### [Assignment]
When you reach the line containing "Where can you find the white embroidery", start transcribing exactly and continue through the last line of the data, skipping every picture.

Referring expression pointing data:
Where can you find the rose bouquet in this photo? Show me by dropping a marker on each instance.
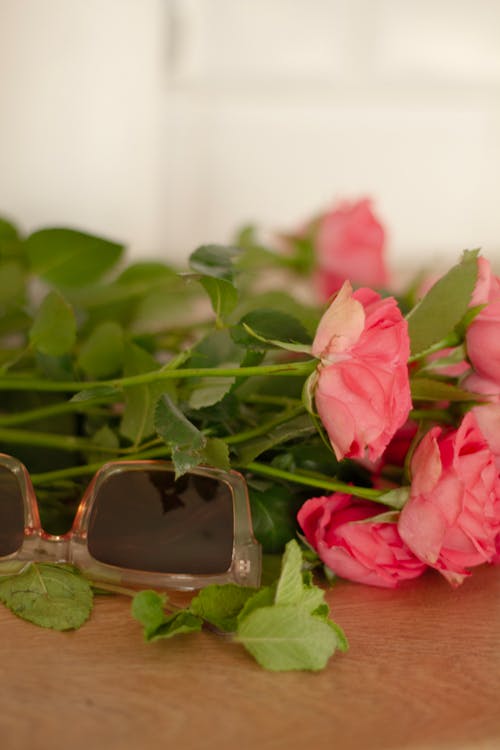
(362, 416)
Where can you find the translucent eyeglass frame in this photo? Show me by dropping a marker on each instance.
(72, 547)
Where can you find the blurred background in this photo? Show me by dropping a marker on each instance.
(169, 123)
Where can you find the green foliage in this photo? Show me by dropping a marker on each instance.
(54, 327)
(273, 515)
(216, 261)
(102, 353)
(285, 626)
(435, 317)
(100, 360)
(430, 389)
(271, 328)
(52, 596)
(67, 258)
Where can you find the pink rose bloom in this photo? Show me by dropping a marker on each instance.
(362, 392)
(350, 245)
(452, 518)
(483, 334)
(487, 414)
(357, 543)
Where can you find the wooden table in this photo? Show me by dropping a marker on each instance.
(423, 672)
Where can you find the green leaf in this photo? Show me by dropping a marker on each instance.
(429, 389)
(296, 428)
(269, 328)
(273, 516)
(99, 393)
(209, 391)
(214, 260)
(220, 605)
(148, 609)
(49, 595)
(264, 597)
(290, 583)
(68, 258)
(287, 638)
(177, 624)
(313, 598)
(215, 350)
(444, 305)
(54, 329)
(102, 353)
(216, 453)
(223, 295)
(140, 401)
(281, 301)
(12, 284)
(174, 428)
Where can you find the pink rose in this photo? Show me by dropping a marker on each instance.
(488, 413)
(357, 543)
(362, 392)
(452, 518)
(349, 245)
(483, 334)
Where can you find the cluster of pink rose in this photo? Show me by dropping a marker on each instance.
(451, 519)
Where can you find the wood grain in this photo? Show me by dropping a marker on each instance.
(422, 673)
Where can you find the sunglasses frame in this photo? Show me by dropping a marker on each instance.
(72, 547)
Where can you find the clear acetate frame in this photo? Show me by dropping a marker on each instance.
(39, 546)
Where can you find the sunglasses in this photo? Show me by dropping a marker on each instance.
(138, 524)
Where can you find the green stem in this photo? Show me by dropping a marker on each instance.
(156, 376)
(262, 398)
(450, 341)
(324, 484)
(265, 427)
(438, 415)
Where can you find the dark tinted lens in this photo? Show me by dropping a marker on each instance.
(11, 513)
(146, 520)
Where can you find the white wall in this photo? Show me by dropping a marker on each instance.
(169, 123)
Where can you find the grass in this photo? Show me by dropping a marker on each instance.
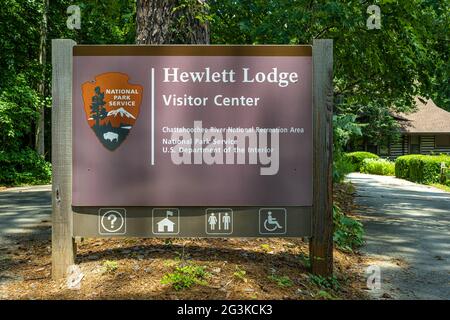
(441, 186)
(185, 277)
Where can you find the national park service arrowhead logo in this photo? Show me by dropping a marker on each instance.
(112, 106)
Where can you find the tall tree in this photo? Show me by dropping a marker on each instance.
(172, 21)
(39, 138)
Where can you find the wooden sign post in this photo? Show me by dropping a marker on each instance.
(321, 243)
(63, 244)
(295, 201)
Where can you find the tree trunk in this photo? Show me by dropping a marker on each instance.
(170, 21)
(39, 138)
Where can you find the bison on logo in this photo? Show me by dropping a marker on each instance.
(112, 107)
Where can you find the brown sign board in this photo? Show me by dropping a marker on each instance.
(192, 141)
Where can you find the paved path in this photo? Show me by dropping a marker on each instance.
(407, 234)
(24, 210)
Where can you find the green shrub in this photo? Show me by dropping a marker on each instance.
(341, 167)
(348, 232)
(420, 168)
(185, 277)
(23, 167)
(381, 167)
(356, 158)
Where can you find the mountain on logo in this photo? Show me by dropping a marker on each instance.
(122, 112)
(111, 126)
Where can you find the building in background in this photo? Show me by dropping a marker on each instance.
(425, 131)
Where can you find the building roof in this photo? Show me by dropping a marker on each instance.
(428, 118)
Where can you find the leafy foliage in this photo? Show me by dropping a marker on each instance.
(344, 128)
(356, 158)
(185, 276)
(420, 168)
(348, 232)
(325, 282)
(376, 71)
(378, 166)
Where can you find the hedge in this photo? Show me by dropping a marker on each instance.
(420, 168)
(356, 158)
(378, 166)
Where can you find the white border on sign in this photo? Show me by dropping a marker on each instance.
(218, 233)
(168, 233)
(268, 232)
(100, 222)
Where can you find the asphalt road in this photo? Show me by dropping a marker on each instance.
(407, 231)
(407, 235)
(25, 210)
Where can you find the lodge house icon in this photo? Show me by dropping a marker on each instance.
(166, 225)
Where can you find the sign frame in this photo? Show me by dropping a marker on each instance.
(63, 215)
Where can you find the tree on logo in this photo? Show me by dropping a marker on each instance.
(98, 111)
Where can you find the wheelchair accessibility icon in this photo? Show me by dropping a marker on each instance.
(272, 221)
(271, 224)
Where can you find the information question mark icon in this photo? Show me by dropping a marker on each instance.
(113, 219)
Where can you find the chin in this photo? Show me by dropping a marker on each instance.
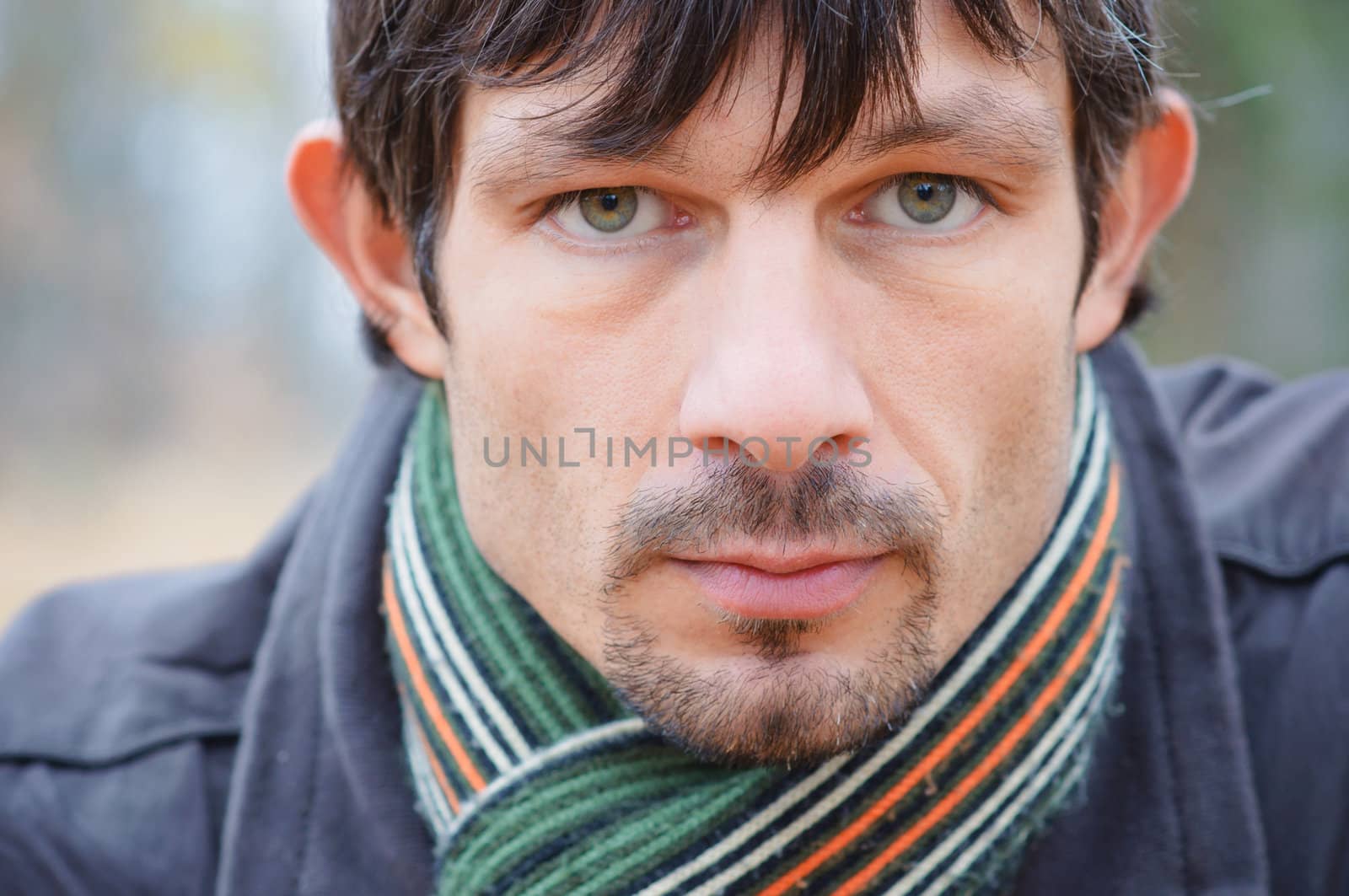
(780, 693)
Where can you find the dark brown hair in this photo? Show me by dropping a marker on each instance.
(400, 67)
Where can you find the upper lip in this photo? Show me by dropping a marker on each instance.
(779, 561)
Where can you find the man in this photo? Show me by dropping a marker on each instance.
(760, 496)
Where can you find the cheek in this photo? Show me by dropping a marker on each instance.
(968, 352)
(540, 352)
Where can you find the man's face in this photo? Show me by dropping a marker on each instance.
(755, 605)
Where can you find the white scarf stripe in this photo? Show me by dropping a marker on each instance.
(1062, 737)
(449, 637)
(428, 788)
(411, 590)
(931, 707)
(749, 829)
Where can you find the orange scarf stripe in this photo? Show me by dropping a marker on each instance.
(424, 691)
(440, 774)
(1009, 676)
(998, 754)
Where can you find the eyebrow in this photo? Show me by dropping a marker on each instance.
(975, 123)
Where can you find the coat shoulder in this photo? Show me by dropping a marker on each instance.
(121, 706)
(1268, 462)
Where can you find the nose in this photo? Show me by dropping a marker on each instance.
(775, 382)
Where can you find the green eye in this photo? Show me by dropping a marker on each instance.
(609, 209)
(927, 197)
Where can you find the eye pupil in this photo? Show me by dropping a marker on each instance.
(609, 209)
(927, 197)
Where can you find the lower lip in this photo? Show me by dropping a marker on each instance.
(806, 594)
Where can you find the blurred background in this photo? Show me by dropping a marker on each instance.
(177, 362)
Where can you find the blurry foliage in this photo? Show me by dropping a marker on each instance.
(166, 334)
(1255, 262)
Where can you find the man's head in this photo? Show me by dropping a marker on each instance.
(749, 228)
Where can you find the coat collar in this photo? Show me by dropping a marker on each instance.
(320, 802)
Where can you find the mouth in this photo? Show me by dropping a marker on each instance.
(789, 586)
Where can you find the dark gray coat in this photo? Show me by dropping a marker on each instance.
(235, 729)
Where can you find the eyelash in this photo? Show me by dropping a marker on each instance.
(557, 202)
(969, 185)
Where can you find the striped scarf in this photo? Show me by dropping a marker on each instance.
(535, 779)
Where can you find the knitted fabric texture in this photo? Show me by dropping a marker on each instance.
(533, 777)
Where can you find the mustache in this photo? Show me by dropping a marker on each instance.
(826, 503)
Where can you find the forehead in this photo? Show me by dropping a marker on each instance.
(1018, 111)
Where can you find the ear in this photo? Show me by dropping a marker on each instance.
(1151, 184)
(368, 251)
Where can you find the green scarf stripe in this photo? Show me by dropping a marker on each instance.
(1007, 841)
(595, 810)
(685, 821)
(1036, 675)
(471, 743)
(610, 811)
(984, 737)
(951, 772)
(539, 706)
(537, 669)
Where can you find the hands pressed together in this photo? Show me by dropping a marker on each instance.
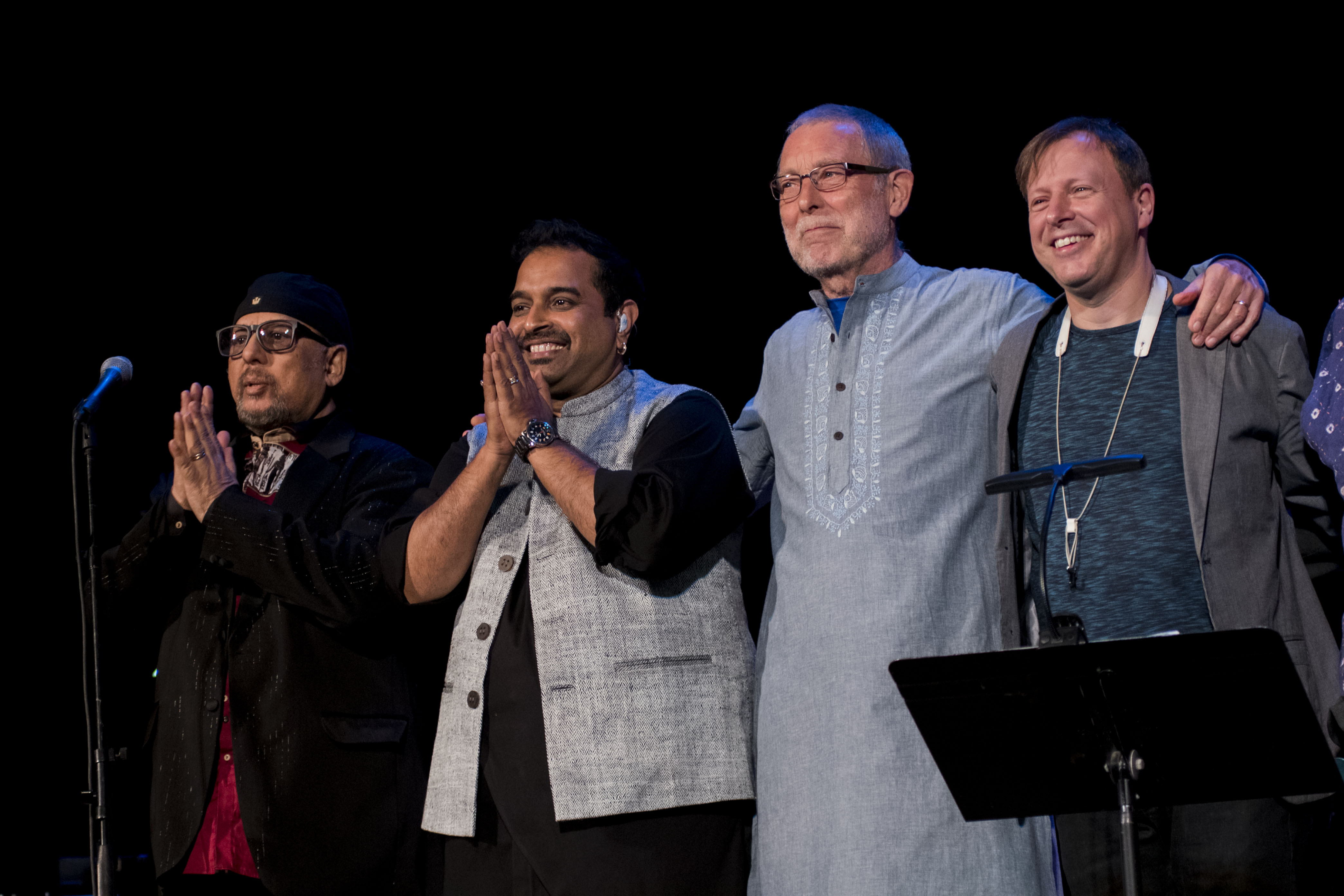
(1230, 302)
(202, 462)
(515, 394)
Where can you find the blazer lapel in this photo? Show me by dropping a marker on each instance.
(1201, 375)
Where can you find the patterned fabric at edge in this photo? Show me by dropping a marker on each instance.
(1323, 412)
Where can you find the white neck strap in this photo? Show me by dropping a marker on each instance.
(1147, 327)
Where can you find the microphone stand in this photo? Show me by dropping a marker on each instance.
(101, 859)
(1068, 629)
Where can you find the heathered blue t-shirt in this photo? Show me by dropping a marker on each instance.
(1137, 569)
(838, 310)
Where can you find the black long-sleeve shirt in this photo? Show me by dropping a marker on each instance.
(685, 493)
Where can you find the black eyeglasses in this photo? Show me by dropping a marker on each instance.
(273, 336)
(827, 178)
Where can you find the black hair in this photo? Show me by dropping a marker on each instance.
(1129, 159)
(616, 279)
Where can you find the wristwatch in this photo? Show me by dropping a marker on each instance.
(538, 433)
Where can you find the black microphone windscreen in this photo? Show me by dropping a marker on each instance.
(119, 363)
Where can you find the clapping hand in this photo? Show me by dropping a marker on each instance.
(203, 464)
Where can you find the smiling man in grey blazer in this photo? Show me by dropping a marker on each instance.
(1199, 541)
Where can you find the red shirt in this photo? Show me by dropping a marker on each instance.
(222, 845)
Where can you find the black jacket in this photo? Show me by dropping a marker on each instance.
(330, 762)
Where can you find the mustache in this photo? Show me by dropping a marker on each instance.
(256, 378)
(549, 335)
(808, 222)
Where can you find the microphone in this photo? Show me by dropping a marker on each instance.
(115, 371)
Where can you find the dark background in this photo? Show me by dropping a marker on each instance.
(148, 206)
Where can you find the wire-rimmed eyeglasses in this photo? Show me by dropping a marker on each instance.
(275, 336)
(826, 178)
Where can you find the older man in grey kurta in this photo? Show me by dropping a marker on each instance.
(869, 434)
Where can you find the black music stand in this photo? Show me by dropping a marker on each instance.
(1201, 718)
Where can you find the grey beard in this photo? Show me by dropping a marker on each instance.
(280, 413)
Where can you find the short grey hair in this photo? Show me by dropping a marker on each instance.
(885, 145)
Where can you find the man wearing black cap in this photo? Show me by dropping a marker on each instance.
(284, 739)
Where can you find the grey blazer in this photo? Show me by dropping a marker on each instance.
(1248, 483)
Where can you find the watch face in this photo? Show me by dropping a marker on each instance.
(538, 433)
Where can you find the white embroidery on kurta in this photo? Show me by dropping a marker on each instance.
(839, 512)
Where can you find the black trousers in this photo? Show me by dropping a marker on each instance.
(695, 851)
(222, 884)
(1263, 847)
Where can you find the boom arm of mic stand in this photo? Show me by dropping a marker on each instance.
(1054, 477)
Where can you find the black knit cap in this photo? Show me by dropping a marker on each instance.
(302, 297)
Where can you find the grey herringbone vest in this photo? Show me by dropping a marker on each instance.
(646, 684)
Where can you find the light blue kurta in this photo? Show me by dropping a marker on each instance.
(883, 550)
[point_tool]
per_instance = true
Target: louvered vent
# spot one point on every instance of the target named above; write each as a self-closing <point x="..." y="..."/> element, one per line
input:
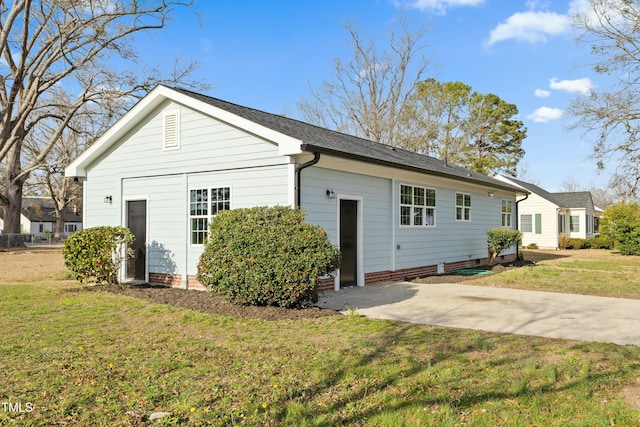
<point x="171" y="135"/>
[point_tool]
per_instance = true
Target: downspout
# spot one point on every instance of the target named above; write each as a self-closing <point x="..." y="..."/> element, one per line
<point x="517" y="226"/>
<point x="315" y="160"/>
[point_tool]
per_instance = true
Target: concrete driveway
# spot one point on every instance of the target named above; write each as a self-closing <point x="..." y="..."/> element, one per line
<point x="513" y="311"/>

### [Task response]
Where can you find the white embroidery on kurta in this photo? Show me by dropping a marker on each instance.
(839, 512)
Where can you find the black trousers in this photo? Show me by dropping a marker on each instance.
(695, 851)
(222, 884)
(1263, 847)
Where can you find the boom arm of mic stand in this photo? Show me by dropping a marker on each instance.
(1054, 477)
Where can you find the black knit cap in this photo? Show me by dropping a marker on each instance.
(302, 297)
Where can you find the grey herringbone vest in this photo? Show me by dropping a marker on each instance.
(646, 684)
Where can you find the light blue kurta in this photo? Show me by dropping a marker on each instance.
(883, 550)
[point_tool]
per_instance = true
Target: louvered vent
# spot one point on every instance of the target named above; write each as a self-closing <point x="..." y="..."/> element, one per line
input:
<point x="171" y="135"/>
[point_tool]
per_instance = true
Target: downspout
# spot one point on every instance of the target named above; write each as a self-closing <point x="..." y="..."/> element, one per line
<point x="517" y="226"/>
<point x="315" y="160"/>
[point_tool]
per_instance = true
Target: concrete driveway
# spot one point on every instance of the target named above; write each as a self-closing <point x="..." y="..."/> element, one per line
<point x="513" y="311"/>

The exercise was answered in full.